• [What is being asked]:
Please pull out each line of the material that contains the string "rear".

• [Given data]:
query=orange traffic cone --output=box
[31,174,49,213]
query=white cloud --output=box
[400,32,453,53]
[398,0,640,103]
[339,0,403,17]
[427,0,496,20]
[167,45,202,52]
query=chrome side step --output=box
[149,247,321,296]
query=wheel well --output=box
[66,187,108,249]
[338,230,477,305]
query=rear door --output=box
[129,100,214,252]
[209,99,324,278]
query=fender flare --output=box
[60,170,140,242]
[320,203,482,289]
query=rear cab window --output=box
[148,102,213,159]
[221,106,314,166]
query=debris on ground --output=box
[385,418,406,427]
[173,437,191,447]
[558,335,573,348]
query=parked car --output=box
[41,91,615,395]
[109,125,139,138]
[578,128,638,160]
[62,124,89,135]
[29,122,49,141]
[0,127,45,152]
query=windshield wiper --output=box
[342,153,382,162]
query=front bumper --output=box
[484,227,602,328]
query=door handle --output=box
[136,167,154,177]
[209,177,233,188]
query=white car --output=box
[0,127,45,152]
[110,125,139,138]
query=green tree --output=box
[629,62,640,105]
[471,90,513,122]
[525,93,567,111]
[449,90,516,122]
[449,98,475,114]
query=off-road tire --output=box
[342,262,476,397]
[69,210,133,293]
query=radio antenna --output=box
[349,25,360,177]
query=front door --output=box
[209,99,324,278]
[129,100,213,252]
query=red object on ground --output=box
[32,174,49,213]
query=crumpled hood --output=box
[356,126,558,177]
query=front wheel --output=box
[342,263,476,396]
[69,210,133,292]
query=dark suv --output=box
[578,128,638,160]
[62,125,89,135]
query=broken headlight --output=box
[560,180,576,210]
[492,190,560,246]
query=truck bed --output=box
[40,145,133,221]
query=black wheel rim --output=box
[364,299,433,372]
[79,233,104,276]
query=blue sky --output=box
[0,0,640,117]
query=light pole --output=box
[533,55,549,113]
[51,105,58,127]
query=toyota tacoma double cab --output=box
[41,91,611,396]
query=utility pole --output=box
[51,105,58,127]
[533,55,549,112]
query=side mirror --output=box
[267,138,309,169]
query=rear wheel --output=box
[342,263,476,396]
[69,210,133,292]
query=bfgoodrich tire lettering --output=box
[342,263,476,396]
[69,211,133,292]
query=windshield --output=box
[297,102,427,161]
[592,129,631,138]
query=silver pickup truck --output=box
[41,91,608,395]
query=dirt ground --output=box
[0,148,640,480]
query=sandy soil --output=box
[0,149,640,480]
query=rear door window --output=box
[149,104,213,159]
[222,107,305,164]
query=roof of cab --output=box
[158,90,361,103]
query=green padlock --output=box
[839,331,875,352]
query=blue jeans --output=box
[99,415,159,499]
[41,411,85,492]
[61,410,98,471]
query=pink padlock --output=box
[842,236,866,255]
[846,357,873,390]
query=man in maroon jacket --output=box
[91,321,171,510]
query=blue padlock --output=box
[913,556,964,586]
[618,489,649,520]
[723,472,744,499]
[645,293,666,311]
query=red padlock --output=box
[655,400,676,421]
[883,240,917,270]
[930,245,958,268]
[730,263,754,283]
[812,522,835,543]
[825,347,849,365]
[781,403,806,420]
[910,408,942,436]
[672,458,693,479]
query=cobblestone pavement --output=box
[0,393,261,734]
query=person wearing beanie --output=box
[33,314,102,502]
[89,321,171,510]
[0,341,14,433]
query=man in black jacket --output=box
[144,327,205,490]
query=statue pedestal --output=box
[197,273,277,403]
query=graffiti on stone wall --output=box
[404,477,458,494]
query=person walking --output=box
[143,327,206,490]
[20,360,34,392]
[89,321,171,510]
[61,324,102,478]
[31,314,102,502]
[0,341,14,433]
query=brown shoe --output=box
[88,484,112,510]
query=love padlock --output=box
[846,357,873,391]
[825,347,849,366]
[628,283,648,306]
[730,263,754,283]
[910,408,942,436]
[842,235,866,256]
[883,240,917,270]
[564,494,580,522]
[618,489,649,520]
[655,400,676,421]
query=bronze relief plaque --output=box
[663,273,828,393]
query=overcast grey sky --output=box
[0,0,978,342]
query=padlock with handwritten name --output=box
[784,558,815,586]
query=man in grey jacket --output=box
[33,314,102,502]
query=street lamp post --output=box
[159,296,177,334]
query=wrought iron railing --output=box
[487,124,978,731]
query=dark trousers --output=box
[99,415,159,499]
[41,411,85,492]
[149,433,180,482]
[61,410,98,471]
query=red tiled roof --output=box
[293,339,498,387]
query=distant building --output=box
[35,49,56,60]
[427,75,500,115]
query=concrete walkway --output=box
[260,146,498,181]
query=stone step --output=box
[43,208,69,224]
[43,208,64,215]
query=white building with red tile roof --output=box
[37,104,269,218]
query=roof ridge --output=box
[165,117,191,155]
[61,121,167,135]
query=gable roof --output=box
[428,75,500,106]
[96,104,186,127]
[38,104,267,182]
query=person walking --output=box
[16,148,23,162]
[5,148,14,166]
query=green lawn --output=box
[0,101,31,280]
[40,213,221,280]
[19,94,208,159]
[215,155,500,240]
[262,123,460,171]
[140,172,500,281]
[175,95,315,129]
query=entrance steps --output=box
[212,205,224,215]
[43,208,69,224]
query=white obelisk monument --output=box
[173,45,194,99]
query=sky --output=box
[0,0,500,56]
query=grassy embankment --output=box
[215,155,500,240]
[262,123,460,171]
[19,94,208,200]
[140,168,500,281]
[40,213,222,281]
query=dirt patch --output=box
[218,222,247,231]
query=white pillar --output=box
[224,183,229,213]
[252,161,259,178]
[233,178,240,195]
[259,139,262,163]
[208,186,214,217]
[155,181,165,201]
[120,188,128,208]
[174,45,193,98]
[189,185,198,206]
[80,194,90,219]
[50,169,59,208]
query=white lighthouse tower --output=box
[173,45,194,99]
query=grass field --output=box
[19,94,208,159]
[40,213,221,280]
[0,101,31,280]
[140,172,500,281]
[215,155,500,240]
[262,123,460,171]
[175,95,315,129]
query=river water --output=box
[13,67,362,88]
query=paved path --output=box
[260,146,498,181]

• [Exercise answer]:
query=rear door --output=box
query=rear cab window --output=box
query=rear wheel --output=box
query=rear door window --output=box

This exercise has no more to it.